RECORDS FOR THE TASK:
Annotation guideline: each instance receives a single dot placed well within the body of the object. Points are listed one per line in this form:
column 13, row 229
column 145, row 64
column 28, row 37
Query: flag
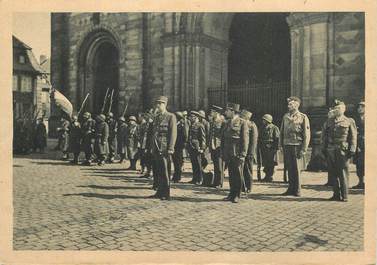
column 62, row 102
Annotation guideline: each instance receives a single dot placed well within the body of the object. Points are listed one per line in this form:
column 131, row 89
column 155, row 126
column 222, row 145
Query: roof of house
column 31, row 64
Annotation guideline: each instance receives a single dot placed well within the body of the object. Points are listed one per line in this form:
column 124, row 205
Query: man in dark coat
column 251, row 156
column 122, row 137
column 101, row 139
column 40, row 136
column 164, row 135
column 294, row 139
column 339, row 143
column 132, row 142
column 113, row 128
column 88, row 128
column 268, row 146
column 75, row 139
column 234, row 145
column 360, row 150
column 214, row 144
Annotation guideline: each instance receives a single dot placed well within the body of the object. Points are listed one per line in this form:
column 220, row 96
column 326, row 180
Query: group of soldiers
column 227, row 136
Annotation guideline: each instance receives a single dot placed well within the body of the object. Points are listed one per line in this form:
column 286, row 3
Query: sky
column 34, row 29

PROBLEM DESCRIPTION:
Begin at the first line of the material and copy each line exactly through the one containing "column 326, row 180". Omit pictures.

WRITTEN RESPONSE:
Annotation guideline: each instance receives a single dot placed well within the body of the object. Points are listed one per line in this form:
column 13, row 229
column 145, row 64
column 28, row 37
Query: flag
column 62, row 102
Annotation guideline: each instance receives a single dot placed well within the body of the object. Points are listed one per line in this form:
column 131, row 89
column 155, row 126
column 222, row 145
Query: roof of house
column 31, row 64
Annotation guideline: each instance receives a single dot placed well within the body of the object. Points are listed one per line in this form:
column 124, row 205
Query: man in dark coat
column 251, row 156
column 122, row 137
column 101, row 139
column 40, row 136
column 164, row 135
column 294, row 139
column 339, row 143
column 132, row 142
column 113, row 128
column 88, row 128
column 268, row 146
column 75, row 139
column 234, row 145
column 360, row 150
column 214, row 144
Annotation guideline: each instance receives a single dot placed well within the body of the object. Points are listed one per line in this form:
column 220, row 96
column 326, row 180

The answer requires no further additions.